** START Supplied entries **

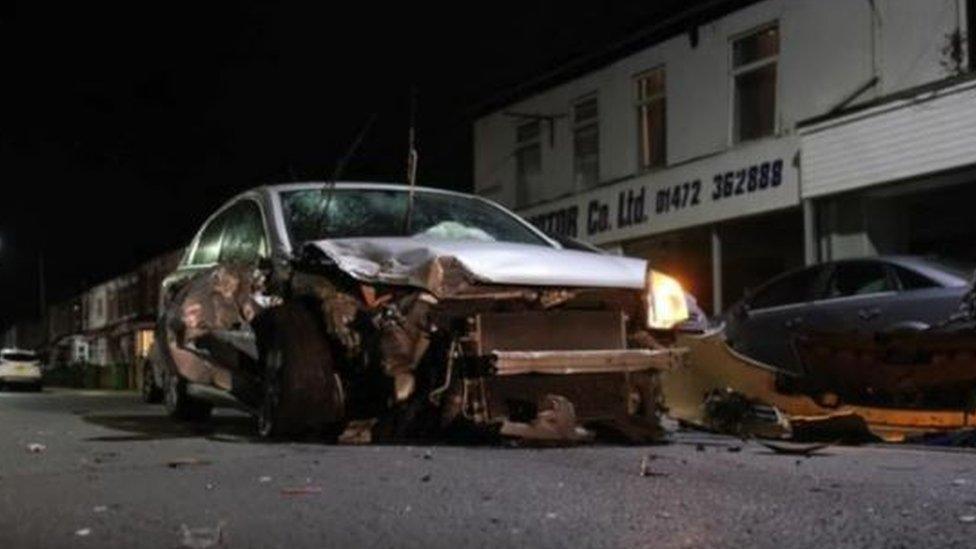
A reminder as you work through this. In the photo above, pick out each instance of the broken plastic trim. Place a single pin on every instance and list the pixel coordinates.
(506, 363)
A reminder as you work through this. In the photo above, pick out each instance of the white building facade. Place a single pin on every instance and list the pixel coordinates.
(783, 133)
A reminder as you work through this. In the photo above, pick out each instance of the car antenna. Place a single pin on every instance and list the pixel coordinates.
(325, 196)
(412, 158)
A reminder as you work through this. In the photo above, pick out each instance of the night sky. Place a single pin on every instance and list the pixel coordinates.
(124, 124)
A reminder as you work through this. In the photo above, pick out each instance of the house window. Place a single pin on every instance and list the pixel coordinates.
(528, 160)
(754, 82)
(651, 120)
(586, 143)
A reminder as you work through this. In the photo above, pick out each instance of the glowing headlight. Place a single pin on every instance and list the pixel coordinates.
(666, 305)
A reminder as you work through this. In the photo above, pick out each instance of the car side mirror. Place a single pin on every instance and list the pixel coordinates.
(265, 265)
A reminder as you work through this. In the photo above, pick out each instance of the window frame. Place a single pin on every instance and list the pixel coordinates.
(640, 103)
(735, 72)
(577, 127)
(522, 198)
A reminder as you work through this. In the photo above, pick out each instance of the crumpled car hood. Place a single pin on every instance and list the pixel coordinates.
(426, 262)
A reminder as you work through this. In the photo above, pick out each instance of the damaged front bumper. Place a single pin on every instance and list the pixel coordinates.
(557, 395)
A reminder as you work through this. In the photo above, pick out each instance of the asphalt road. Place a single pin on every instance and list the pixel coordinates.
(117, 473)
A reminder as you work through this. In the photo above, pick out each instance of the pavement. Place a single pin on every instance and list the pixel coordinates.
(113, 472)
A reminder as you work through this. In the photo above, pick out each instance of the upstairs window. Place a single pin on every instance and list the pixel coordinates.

** END Supplied entries **

--- Set exercise ---
Copy all of the rows above word for word, leaving out the pictures.

--- Task answer ---
A reminder as you work through this. In the photo above, pick out each instance of the broken plastic trim. Place a single pin on every instance and list the pixel coordinates.
(506, 363)
A reminder as you work through this. In the photo above, pick out each instance of the white building facade. Place a single pin on every instance and list the pixel coordinates.
(783, 133)
A reminder as you work through this. In the photo above, pick out each instance of the car antenna. Place a single pin on every instance and list the pixel coordinates.
(325, 196)
(412, 158)
A reminder as you work through this. In the photo above, pick out each instance of the night sky. Place a single pin on every instance and list the pixel coordinates.
(124, 124)
A reminder as you work through this. In the photo above, pick out each instance of the house window. Place a single pin on every instance and list the pixel coordinates.
(528, 160)
(754, 82)
(651, 120)
(586, 143)
A reminder as you work through this. In the photo above, pick out each instance of the glowing headlight. Place a single pin on every instance and list the pixel coordinates.
(666, 305)
A reminder as you work through this. In the photo above, pick out each instance of the car side mirror. Place a single pin on every instance and list the pixel coordinates.
(265, 265)
A reminder as you work through this. In the photo above, pick out each instance of the window frame. Place a single pin on every instance and list the pixel coordinates.
(640, 103)
(735, 72)
(577, 127)
(522, 198)
A reminder as you work through this. In the photo above, pick out each instance of the crumpled car hood. Place a single pin on every instance and list the pixel coordinates.
(426, 262)
A reminder as you work through this. In the photo above, pick out each instance of the damaged front bumper. Place a single pin on every instance and list the pixel coordinates.
(557, 395)
A reminder as you work through this. In the photo above, pick out each instance of the asphalt road. Place a single pin on every instance and list the pixel coordinates.
(117, 473)
A reminder as you work through this. In the photo above, pick out each instance of the pavement. Place a single pin on every instance and list the pixel coordinates.
(113, 472)
A reminder as you work through this. In the photo above, pick out each instance of the upstairs window. Place a single pin on every instance and list the pixel coordinates.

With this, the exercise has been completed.